Ao refletir sobre os textos que se seguem, o leitor perceberá que em todos é recorrente a ênfase que seus autores concedem aos títulos de grande parte das obras de Gustavo Rezende, salientando o caráter dúbio, hermético mesmo de todos eles.

De fato, como salientou Regina Teixeira de Barros em texto de 1997 (aqui republicado), tão importantes quanto as obras propriamente ditas — ou seja, as peças produzidas pelo artista — os título a elas conferi- das, segundo a autora, “lançam o observador para outra dimensão: a do jogo intelectual. É o título que fisga o observador e propõe enigmas a ser, se não resolvidos, pelo menos progressivamente elaborados”.

Creio que esta consideração de Regina poderia servir de mote para algumas observações que talvez ajudem a ingressar no universo poético de Gustavo. Não para exauri-lo e esgotá-lo (o que, além de impossível, não seria desejável), mas para trazer, quem sabe, outros dados para tornar ainda mais evidente o interesse de sua poética (embora nenhum texto vá cumprir o que é cumprido com tanta galhardia pelo artista por meio, justamente, de sua produção).

Regina, na frase citada, ao sublinhar que são os títulos os responsáveis pelo início do “jogo intelectual” para o qual é lançado o observador, depois de ler o nome de determinada obra, talvez não tenha levado em conta que esse jogo teria seu início, de fato, no momento em que o visitante associa o título da obra a ela propriamente dita, ali na sua frente. Neste sentido, poderia ser dito que grande parte das produções de Gustavo são as peças tridimensionais (ou tendentes ao tridimensional, dependendo do caso) e seus títulos (“As peças e seus títulos” cairia muito bem para designar uma obra de Gustavo...).

Dados fornecidos:
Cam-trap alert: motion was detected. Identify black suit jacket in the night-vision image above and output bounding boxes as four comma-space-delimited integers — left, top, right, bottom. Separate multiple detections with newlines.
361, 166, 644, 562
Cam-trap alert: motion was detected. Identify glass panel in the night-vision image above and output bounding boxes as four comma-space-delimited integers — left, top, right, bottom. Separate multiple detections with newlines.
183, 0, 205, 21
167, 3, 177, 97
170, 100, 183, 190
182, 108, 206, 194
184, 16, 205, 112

* * *

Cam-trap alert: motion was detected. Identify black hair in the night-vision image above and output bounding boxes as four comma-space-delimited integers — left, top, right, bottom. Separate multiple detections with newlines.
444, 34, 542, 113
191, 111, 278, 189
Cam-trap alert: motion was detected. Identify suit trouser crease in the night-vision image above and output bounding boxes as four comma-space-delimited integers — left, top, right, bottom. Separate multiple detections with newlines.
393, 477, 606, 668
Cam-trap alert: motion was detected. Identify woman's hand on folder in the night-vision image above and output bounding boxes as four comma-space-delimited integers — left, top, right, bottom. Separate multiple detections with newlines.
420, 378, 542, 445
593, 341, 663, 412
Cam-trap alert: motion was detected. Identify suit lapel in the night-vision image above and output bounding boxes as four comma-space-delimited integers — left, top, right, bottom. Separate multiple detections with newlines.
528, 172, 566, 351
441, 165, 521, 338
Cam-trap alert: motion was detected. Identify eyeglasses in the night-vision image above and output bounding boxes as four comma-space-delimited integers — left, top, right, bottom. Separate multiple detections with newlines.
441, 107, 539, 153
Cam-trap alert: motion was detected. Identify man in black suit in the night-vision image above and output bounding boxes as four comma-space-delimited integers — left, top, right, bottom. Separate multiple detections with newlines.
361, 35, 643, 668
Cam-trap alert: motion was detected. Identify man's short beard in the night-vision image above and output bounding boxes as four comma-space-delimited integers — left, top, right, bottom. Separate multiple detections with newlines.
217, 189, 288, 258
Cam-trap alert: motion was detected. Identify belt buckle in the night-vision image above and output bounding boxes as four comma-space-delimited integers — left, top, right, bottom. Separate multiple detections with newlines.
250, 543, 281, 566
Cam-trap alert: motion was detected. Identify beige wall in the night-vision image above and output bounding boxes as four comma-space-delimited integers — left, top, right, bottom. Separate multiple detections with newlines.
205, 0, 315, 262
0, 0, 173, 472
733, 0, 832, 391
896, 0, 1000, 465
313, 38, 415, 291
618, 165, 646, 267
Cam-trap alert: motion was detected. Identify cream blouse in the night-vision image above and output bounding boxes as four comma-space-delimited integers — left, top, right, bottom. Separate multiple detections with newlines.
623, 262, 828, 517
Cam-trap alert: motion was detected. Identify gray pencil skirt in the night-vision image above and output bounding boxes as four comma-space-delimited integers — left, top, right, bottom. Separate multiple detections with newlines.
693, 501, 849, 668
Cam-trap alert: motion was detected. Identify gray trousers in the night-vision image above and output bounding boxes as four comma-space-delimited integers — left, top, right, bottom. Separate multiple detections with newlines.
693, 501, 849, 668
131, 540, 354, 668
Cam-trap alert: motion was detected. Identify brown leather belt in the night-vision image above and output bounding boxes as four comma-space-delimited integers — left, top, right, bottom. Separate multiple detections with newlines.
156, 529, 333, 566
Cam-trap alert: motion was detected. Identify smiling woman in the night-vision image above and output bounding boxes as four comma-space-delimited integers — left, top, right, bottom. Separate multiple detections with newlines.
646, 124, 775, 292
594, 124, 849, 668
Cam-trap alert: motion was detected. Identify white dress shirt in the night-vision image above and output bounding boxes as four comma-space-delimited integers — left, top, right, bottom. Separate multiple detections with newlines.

O que fazer:
• A. Responda às perguntas abaixo com base no texto sobre a obra de Gustavo Rezende.
(i) De que ano é o texto de Regina Teixeira de Barros citado?
(ii) Segundo a citação de Regina, para que outra dimensão o título lança o observador?
(iii) Que nome, de acordo com o texto, cairia muito bem para designar uma obra de Gustavo?
• B. Transcreva sem nenhuma alteração tudo o que vai de "De fato, como" até "de sua produção)." no texto sobre a obra de Gustavo Rezende.
• C. Dê a continuação do texto sobre a obra de Gustavo Rezende a partir do ponto em que ele para.

Respostas:
• A.
(i) De 1997.
(ii) Para a dimensão do jogo intelectual.
(iii) "As peças e seus títulos".

• B.
De fato, como salientou Regina Teixeira de Barros em texto de 1997 (aqui republicado), tão importantes quanto as obras propriamente ditas — ou seja, as peças produzidas pelo artista — os título a elas conferi- das, segundo a autora, “lançam o observador para outra dimensão: a do jogo intelectual. É o título que fisga o observador e propõe enigmas a ser, se não resolvidos, pelo menos progressivamente elaborados”.

Creio que esta consideração de Regina poderia servir de mote para algumas observações que talvez ajudem a ingressar no universo poético de Gustavo. Não para exauri-lo e esgotá-lo (o que, além de impossível, não seria desejável), mas para trazer, quem sabe, outros dados para tornar ainda mais evidente o interesse de sua poética (embora nenhum texto vá cumprir o que é cumprido com tanta galhardia pelo artista por meio, justamente, de sua produção).

• C.
E isso porque o jogo intelectual (como sugeriu Regina) começa, é certo, no momento mesmo em que aparece aos nossos olhos uma obra dividida em duas peças, se não iguais, pelo menos praticamente idênticas. Uma ilusão de ótica? Absolutamente não. São duas peças iguais, lado a lado e que, desde o princípio, não podem ser confundidas com um díptico. E isto pela simples razão de, por um lado, a noção de díptico estar filiada mais ao universo da produção pictórica e, por outro, pelo fato de, no universo do bidimensional, a “composição” tender, pelo menos na maioria dos casos, a se expandir pelos dois elementos que o compõem. Mesmo levando-se em conta que parte significativa dos “duplos” que Gustavo produziu no início da carreira se comporta mais como pertencente ao universo do bidimensional (afinal de contas são relevos), o artista não se vale de um único pensamento plástico, dividido em duas partes mas, justamente de uma forma plástica e a mesma forma plástica, repetida.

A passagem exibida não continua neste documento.